REQUIRED ACTION
Please extract the passage of the post on sleep and stress between "Finding ways to" and "pray for you.", inclusive, copying it word for word.

05.02.20 | Life Application | by Clara Norfleet

COVID-19: Stay at Home, Stay Healthy Part 3 - Sleep & Stress

    In a world that tells us to “go, go, go,” and with 24/7 access to multiple social media outlets that never stop, it’s no wonder that most of us are in a constant state of being stressed out and sleep-deprived. This can’t possibly be the life that God intended for us to live. 

    It’s estimated that 1 in 3 adults don’t get enough sleep, and over half of Americans report feeling stressed during the day. What gives? If we were to honestly strip back the layers of our daily activities and habits (maxing out our calendars, fitting in extra appointments, trying to check just one more thing off the to-do list at the end of the day) we’d likely come face to face with a harsh reality: as hard as we might try, we can’t do it all. And this constant chase to do it all has led to what some have deemed an epidemic – chronic lack of sleep and chronic stress.

    Stress, in immediate and short-term situations, is actually beneficial for our health. However, when we are constantly stressed, our health takes a hit. Chronic stress can harm the immune system, raise blood sugar and blood pressure, increase our risk for heart attacks, and contribute to insomnia. Chronic stress is caused by things like being unhappy in your job, having a heavy workload, the death of a loved one, financial burdens, never slowing down, or even feelings of fear, uncertainty, and change.  

    Finding ways to manage the daily stressors of life is one of the best ways to take care of your health. We are reminded in Psalm 55:22 to “cast your cares on the Lord and he will sustain you.” So often, we carry burdens that we aren’t meant to, and this only adds to our stress. 

    Below are a few ways we can steward two aspects of our health – stress, and sleep – in ways that glorify God and allow us to live life in a slower, restful, and more peaceful pace.

    Ways to manage stress:

    • Go on a walk in nature.
    • Call or facetime with a friend who can talk with you and pray for you.
    • Spend time in prayer.
    • Meditate on Scripture. If you don’t know where to start, try Psalm 55:22, Psalm 94:19, Philippians 4:6-7, or 2 Corinthians 4:7-9.
    • Practice a regular weekly Sabbath.

AVAILABLE DATA
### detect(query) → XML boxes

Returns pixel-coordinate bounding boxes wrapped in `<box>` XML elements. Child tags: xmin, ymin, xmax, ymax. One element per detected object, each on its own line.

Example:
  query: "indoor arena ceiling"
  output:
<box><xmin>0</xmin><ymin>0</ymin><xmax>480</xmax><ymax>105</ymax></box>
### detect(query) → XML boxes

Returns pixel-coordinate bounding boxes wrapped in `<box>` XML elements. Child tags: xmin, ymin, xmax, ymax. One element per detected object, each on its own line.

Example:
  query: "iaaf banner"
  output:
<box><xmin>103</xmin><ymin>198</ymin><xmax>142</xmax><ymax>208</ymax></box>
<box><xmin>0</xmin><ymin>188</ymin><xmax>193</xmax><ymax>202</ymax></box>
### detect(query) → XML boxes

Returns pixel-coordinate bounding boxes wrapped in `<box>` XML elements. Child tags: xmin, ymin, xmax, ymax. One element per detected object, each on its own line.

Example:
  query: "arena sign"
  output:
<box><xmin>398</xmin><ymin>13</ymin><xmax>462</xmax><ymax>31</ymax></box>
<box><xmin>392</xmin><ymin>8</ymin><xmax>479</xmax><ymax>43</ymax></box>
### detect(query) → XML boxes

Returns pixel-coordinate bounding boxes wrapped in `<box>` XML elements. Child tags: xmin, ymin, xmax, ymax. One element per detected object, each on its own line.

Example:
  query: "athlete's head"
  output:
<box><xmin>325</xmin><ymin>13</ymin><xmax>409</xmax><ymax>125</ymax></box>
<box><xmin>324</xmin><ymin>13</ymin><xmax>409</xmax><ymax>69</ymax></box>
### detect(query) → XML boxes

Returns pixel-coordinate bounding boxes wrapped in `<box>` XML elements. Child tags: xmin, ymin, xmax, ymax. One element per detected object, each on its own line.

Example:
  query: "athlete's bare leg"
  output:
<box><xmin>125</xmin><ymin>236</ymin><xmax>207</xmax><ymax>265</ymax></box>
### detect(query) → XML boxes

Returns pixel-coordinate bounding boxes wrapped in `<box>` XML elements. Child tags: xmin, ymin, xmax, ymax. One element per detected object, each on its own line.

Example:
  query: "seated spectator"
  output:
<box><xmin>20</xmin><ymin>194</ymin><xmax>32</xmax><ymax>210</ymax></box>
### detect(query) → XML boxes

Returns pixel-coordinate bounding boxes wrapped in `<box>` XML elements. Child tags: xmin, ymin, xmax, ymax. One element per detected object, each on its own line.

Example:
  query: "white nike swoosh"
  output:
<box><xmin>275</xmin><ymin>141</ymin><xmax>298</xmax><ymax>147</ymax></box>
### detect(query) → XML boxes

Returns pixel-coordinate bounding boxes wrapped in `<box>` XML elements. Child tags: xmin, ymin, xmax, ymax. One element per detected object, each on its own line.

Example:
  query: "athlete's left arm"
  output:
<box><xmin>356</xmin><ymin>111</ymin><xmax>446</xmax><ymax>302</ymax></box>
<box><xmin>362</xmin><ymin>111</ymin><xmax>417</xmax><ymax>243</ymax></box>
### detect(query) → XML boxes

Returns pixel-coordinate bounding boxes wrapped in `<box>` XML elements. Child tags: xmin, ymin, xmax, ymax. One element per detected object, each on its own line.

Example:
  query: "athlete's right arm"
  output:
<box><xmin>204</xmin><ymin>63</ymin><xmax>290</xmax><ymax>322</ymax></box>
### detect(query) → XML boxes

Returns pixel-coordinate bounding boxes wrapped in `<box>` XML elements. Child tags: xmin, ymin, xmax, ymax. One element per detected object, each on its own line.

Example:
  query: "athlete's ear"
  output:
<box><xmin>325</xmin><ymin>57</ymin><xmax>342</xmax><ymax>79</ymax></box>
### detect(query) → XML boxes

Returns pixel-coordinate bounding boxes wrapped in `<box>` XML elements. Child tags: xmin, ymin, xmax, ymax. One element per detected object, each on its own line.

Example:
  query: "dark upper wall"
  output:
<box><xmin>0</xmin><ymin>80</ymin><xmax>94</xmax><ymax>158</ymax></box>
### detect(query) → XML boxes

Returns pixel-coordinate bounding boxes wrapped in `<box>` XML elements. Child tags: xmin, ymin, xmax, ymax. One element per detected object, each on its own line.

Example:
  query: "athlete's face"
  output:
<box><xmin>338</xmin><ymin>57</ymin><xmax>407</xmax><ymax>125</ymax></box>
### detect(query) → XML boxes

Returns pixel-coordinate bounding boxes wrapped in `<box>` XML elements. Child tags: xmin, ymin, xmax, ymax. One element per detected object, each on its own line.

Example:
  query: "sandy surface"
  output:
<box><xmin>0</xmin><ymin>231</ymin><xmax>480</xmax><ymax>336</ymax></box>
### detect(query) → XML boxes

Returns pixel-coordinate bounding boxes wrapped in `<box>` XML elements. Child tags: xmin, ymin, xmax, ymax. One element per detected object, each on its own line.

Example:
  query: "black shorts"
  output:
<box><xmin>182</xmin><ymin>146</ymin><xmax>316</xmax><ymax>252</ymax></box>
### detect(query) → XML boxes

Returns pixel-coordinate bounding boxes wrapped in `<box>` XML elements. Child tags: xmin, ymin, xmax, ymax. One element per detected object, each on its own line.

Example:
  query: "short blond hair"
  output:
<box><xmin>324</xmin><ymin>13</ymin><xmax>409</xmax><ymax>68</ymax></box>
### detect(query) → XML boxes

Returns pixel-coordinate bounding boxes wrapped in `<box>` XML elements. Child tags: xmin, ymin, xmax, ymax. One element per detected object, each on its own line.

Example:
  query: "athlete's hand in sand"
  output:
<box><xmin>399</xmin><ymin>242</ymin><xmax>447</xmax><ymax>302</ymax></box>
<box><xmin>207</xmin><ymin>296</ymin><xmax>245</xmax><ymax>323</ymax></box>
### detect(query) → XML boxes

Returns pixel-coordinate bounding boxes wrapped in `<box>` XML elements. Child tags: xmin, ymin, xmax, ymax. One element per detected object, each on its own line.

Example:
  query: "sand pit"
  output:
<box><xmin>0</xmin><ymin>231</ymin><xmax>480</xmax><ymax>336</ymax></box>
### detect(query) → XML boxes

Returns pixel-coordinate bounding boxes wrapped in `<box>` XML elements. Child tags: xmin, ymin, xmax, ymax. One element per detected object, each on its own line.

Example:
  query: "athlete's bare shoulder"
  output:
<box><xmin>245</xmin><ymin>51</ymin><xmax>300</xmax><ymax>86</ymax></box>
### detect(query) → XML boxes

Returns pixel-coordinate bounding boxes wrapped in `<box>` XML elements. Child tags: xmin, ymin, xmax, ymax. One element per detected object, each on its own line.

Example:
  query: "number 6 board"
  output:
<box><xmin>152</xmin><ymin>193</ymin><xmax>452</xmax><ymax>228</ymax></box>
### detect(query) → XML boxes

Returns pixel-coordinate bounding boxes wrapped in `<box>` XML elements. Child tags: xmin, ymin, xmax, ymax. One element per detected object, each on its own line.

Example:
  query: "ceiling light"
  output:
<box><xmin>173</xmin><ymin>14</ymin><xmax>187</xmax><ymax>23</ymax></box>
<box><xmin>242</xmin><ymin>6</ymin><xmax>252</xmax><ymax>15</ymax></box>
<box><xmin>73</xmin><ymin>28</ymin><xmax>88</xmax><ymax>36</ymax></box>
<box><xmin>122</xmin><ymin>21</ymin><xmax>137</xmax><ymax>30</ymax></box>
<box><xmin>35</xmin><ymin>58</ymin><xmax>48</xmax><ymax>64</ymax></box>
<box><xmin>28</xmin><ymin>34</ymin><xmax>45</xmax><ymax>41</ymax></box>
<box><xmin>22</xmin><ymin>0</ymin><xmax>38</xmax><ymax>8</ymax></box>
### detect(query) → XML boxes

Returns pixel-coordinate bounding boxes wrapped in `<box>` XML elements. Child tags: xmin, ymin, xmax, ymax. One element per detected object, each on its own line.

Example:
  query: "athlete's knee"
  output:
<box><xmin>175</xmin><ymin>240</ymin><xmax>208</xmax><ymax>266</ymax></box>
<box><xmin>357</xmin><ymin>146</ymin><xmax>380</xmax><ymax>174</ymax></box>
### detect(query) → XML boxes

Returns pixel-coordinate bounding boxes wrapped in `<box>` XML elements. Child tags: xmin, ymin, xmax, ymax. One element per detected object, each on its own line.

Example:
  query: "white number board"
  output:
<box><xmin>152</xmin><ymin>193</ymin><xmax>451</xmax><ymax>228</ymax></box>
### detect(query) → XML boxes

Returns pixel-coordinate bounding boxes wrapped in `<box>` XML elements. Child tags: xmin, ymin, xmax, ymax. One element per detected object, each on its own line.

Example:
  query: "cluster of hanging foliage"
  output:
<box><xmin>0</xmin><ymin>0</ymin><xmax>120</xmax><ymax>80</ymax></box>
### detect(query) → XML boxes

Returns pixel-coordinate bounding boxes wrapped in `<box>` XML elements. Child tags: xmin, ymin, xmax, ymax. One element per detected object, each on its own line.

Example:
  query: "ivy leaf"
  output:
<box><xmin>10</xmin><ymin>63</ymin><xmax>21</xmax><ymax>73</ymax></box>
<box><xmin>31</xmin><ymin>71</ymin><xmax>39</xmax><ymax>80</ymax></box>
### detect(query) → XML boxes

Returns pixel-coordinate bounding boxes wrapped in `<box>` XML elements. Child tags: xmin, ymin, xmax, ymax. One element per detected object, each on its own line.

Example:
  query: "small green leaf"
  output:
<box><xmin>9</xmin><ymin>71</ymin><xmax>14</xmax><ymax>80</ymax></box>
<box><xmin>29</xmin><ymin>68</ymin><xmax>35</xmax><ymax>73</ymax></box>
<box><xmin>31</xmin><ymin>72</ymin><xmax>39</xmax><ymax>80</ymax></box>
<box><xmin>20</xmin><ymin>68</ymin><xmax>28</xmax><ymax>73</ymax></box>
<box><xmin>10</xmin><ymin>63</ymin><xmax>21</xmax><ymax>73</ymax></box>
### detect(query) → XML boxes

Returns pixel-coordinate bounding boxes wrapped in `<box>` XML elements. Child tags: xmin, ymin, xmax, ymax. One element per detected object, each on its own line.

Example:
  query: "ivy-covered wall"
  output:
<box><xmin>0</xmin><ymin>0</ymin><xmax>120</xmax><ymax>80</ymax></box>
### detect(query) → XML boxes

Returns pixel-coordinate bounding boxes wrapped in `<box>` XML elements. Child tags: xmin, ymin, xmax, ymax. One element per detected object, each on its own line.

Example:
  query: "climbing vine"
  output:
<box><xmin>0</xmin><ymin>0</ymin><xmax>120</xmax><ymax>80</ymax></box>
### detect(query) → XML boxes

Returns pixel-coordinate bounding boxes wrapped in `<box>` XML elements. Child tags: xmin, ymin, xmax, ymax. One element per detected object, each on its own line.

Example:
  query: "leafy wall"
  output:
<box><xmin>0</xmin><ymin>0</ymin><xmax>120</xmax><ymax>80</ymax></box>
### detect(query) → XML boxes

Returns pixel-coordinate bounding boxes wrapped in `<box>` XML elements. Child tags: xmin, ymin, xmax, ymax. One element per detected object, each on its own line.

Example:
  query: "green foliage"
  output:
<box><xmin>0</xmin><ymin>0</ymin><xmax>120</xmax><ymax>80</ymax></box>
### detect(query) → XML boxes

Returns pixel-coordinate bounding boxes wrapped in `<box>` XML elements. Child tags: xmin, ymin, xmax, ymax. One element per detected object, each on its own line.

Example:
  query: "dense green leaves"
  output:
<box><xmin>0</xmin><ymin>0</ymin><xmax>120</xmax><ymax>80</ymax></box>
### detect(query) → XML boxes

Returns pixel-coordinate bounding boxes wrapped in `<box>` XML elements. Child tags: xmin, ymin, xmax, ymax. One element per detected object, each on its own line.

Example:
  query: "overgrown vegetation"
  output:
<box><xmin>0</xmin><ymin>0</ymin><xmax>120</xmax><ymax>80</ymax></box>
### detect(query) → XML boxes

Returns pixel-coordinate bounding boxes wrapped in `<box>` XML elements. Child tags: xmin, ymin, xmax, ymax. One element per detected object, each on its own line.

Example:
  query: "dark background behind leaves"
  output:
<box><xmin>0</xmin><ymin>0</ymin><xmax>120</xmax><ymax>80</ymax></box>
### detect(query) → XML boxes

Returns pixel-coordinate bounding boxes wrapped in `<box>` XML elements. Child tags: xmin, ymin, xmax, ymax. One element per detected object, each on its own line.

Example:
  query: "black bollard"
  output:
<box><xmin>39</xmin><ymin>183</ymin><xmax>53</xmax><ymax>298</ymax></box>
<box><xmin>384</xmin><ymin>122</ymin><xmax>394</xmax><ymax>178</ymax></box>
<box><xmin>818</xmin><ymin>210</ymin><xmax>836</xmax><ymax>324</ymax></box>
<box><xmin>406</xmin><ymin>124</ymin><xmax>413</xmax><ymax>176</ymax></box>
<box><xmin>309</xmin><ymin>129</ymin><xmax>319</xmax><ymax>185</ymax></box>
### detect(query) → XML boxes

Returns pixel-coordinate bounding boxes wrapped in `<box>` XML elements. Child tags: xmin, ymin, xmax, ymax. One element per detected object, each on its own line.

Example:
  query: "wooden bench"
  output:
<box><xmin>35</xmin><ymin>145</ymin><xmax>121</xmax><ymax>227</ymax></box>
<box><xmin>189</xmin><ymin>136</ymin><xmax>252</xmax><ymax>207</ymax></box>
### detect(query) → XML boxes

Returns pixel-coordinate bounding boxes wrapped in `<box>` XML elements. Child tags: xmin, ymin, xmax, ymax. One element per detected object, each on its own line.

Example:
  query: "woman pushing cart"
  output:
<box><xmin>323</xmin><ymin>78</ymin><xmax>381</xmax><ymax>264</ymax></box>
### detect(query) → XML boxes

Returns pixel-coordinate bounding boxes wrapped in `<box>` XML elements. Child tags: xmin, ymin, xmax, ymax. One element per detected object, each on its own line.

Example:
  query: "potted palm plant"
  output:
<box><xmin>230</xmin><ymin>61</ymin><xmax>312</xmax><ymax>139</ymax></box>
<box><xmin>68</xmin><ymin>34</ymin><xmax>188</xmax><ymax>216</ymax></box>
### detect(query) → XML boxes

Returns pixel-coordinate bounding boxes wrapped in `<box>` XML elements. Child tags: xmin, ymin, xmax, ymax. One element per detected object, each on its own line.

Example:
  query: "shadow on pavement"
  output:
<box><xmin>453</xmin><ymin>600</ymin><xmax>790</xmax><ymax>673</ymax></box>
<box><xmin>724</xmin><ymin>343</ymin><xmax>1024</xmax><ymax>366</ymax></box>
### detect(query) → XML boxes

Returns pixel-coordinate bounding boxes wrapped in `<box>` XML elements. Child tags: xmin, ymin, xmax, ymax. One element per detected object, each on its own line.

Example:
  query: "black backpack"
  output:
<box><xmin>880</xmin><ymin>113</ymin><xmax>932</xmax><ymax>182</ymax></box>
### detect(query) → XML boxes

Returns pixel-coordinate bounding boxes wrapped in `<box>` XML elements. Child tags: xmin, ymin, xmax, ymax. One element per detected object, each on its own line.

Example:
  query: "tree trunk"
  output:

EXERCISE OUTPUT
Finding ways to manage the daily stressors of life is one of the best ways to take care of your health. We are reminded in Psalm 55:22 to “cast your cares on the Lord and he will sustain you.” So often, we carry burdens that we aren’t meant to, and this only adds to our stress. 

    Below are a few ways we can steward two aspects of our health – stress, and sleep – in ways that glorify God and allow us to live life in a slower, restful, and more peaceful pace.

    Ways to manage stress:

    • Go on a walk in nature.
    • Call or facetime with a friend who can talk with you and pray for you.